● Source passage

Brothers Micah and Ari Wilder, of Wilder Bros. LLC; photography by Stacy Zarin Goldberg

Home Makers

by Kelly A. Magyarics | DC magazine | December 21, 2011

’Tis the season for holiday hosting and whether you’re mingling fireside with family or toasting to the New Year with friends, creative cocktails are a must. Of course, in the festive flurry even the most talented bar masters can shake up a cocktail catastrophe, so take your inspiration from these top DC mixologists who share their tales of how tinkering with the right tools in their home bars transformed an erroneous elixir into a top tipple.

Spice and Easy
Maestro Stefan Trummer, Owner, Trummer’s on Main, 7134 Main St., Clifton, trummersonmain.com
Mainframe Trummer re-purposed a china cabinet to display his vast collection of unique bottles—many purchased overseas­—and stocks dedicated tables with elaborate tools and glassware. Bar stools and easy lighting encourage his guests to linger over a cocktail, before progressing to the adjoining formal dining room for the first course.
Mistake One of Executive Chef Clayton Miller’s favorite kitchen ingredients is cardamom. But when Trummer mixed gin with a syrup infused with the heady seasoning, the resulting sip was so unsavory, that he avoided the spice rack for several weeks.
Masterpiece While entertaining friends with ingredients from his home bar, it dawned on Trummer to instead infuse toasted cardamom seeds with cachaça. His resulting Cardamom Punch ($10) is a fragrant, Eastern take on the Caipirinha, with lime and sugar-cane syrup, stirred with crushed ice until the glass frosts over.

● Supplied entries
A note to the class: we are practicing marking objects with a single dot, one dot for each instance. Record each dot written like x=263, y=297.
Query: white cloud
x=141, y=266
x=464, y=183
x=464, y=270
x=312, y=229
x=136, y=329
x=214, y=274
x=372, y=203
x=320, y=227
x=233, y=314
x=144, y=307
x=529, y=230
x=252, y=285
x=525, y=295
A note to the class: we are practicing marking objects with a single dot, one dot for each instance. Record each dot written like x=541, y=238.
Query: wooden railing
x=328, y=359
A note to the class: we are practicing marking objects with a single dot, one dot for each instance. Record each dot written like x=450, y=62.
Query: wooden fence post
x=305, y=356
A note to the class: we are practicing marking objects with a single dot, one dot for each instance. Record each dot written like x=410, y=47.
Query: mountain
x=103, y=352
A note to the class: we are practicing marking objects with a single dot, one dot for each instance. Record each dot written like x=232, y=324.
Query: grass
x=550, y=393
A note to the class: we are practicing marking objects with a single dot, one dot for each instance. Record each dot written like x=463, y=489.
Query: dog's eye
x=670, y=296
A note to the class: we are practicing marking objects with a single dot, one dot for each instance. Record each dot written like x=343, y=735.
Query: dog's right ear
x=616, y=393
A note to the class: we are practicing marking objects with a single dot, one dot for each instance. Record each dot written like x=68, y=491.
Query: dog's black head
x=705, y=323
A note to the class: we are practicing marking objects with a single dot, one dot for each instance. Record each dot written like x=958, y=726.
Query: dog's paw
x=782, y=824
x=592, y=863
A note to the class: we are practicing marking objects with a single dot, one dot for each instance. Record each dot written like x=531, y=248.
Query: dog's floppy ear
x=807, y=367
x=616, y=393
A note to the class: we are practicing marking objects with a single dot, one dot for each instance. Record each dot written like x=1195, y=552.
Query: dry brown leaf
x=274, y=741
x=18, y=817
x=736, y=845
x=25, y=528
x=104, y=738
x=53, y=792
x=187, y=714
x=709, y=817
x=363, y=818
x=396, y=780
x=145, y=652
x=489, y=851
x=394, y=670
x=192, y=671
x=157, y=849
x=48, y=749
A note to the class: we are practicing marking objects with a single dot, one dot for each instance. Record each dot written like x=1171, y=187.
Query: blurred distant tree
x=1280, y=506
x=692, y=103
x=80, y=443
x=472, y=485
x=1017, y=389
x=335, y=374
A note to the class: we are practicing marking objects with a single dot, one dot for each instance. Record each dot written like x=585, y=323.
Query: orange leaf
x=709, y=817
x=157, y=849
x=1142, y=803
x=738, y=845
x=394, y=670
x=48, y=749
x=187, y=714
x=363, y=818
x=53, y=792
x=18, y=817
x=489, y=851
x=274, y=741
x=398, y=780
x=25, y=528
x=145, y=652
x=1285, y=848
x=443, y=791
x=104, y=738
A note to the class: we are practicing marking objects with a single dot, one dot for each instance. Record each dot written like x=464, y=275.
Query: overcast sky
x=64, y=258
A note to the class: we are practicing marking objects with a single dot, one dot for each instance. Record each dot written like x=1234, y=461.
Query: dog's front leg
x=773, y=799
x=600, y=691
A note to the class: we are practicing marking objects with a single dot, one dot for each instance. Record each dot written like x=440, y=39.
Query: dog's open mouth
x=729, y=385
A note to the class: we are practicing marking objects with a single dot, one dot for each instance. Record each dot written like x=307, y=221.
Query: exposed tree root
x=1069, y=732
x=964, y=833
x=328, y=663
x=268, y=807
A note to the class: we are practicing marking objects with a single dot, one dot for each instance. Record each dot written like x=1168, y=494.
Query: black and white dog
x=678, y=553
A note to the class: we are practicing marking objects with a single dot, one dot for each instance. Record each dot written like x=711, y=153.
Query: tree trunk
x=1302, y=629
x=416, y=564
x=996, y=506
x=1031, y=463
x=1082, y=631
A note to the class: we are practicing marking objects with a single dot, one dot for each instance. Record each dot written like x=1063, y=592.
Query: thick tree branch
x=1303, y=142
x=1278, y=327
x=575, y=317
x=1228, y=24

● Problem 1
In the holiday cocktails article, list the labels that open each line of the "Spice and Easy" section after its heading.
● Problem 2
Copy the holiday cocktails article word for word from "by Kelly A." up to and including "a top tipple.".

● Written reply 1
Maestro, Mainframe, Mistake, Masterpiece

● Written reply 2
by Kelly A. Magyarics | DC magazine | December 21, 2011

’Tis the season for holiday hosting and whether you’re mingling fireside with family or toasting to the New Year with friends, creative cocktails are a must. Of course, in the festive flurry even the most talented bar masters can shake up a cocktail catastrophe, so take your inspiration from these top DC mixologists who share their tales of how tinkering with the right tools in their home bars transformed an erroneous elixir into a top tipple.